*Source records*:
★ ★ ★ ★

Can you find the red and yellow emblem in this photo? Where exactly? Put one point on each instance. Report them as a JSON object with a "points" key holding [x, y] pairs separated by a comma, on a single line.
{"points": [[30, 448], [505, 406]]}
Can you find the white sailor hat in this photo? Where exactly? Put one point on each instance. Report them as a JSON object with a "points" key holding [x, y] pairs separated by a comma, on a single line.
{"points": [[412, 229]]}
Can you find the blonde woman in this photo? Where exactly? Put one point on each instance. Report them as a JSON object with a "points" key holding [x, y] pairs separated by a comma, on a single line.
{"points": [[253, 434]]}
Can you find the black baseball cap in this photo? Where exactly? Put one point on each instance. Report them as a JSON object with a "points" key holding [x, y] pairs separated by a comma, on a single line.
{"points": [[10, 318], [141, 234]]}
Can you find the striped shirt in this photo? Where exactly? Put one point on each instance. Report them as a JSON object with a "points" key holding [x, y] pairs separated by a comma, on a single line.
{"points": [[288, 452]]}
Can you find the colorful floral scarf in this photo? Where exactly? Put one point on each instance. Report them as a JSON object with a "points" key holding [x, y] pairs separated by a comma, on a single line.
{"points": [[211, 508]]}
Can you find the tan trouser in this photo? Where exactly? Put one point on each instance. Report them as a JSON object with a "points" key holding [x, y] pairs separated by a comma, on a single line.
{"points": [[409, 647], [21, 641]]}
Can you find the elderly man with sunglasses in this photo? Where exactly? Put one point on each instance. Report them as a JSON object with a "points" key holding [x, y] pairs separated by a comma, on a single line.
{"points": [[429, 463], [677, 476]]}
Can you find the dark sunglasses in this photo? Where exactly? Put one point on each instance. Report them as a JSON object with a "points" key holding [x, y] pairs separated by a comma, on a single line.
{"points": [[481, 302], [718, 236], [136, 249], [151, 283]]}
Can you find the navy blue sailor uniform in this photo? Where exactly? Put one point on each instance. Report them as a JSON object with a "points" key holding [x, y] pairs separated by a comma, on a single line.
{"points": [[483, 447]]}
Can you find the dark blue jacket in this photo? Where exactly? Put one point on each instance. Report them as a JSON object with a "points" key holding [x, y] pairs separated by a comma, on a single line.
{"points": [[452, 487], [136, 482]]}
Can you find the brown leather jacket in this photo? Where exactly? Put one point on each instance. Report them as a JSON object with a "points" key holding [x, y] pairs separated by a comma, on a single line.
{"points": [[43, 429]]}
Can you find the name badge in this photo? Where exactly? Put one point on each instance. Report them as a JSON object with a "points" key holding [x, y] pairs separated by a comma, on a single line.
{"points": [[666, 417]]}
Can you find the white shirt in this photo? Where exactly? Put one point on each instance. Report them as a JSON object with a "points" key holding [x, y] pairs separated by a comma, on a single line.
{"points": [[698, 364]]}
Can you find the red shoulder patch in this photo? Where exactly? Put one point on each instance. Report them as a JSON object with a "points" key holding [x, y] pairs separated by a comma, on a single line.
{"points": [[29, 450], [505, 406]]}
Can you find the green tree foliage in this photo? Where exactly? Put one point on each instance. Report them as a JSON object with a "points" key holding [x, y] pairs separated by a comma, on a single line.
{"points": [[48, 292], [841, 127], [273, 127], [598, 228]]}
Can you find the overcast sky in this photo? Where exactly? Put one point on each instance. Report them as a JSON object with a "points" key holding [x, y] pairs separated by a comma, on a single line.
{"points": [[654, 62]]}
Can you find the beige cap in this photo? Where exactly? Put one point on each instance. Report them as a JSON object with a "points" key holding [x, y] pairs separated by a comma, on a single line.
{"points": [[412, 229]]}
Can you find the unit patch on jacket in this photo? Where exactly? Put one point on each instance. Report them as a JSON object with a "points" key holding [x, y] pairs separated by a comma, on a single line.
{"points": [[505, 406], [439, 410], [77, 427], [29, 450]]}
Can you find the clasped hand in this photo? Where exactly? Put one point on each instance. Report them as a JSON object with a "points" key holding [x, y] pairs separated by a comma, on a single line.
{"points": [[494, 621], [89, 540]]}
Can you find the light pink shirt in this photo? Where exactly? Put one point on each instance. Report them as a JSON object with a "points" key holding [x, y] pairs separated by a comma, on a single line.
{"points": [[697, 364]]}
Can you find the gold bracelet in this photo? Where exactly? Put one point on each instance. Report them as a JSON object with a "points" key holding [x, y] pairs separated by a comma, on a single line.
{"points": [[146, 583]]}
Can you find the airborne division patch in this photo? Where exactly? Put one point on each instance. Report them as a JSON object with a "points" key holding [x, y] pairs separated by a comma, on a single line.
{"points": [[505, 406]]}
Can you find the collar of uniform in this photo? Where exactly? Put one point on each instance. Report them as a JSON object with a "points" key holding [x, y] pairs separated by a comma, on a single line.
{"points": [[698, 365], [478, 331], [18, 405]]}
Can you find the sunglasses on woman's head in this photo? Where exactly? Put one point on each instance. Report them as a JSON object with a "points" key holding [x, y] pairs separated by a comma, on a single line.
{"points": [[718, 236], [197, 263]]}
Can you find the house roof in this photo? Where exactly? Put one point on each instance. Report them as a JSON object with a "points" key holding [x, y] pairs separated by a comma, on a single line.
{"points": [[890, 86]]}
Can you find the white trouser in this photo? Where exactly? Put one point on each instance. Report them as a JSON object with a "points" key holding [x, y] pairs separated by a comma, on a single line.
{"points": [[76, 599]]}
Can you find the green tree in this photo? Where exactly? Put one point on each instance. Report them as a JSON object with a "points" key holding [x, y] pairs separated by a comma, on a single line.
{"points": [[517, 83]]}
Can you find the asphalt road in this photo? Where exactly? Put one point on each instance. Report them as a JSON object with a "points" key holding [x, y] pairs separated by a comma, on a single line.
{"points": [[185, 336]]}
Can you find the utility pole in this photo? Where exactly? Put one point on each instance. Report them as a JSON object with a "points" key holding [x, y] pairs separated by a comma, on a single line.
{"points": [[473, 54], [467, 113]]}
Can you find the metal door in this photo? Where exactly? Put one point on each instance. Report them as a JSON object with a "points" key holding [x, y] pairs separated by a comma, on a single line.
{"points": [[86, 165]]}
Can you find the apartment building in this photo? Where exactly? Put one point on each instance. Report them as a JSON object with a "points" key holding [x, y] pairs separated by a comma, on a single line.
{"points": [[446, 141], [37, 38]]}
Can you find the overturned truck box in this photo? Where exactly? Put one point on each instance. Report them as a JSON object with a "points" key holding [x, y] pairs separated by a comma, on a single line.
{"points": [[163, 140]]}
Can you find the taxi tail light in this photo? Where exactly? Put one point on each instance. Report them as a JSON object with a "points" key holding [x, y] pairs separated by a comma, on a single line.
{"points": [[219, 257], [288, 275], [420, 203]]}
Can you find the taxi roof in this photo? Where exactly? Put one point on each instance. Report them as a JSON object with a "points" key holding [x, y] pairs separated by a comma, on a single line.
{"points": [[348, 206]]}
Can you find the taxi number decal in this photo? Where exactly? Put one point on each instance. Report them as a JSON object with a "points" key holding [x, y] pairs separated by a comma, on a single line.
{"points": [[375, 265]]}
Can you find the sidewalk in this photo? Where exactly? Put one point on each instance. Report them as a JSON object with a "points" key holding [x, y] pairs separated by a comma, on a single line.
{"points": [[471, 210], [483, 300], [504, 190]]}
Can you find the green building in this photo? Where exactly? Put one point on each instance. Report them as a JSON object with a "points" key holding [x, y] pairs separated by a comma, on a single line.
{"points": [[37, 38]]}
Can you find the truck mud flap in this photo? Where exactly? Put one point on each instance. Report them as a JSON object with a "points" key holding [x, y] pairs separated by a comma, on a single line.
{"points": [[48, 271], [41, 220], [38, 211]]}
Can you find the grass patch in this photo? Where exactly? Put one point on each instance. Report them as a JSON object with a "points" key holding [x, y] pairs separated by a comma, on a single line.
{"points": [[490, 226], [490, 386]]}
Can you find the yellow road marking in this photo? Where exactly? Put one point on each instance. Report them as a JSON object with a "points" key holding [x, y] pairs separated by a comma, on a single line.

★ ★ ★ ★

*GOAL*: Everything from the line containing "Can you find the sidewalk" through the last line of the records must be given again exactly; leave out all other lines.

*REPLY*:
Can you find the sidewalk in this photo? Where exactly? Put one point on each instance. Report them as a JSON object with a "points" key holding [x, y] pairs separated by a comma, on a single line.
{"points": [[471, 210], [483, 300], [504, 190]]}
Can you find the green building in this photo? Where exactly? Put one point on each instance. Report them as a JSON object with a "points" key holding [x, y] pairs separated by a comma, on a single line.
{"points": [[37, 38]]}
Can you find the truck mud flap in this photo? Where exactly? Put one point on each instance. Report them as a JSON object with a "points" key holding [x, y] pairs separated by a comma, on a single line.
{"points": [[48, 271], [41, 220], [38, 211]]}
Can you find the grass patch in this photo? Where exactly? Put one point on each instance. Report them as a JSON object with a "points" key holding [x, y] pairs separated by a comma, on a single line.
{"points": [[490, 226], [490, 386]]}
Can you find the yellow road marking in this photo? Where exactly? Put one point on each instance. Report them as a JSON object with a "points" key holding [x, y] pairs separated by a comma, on a single line.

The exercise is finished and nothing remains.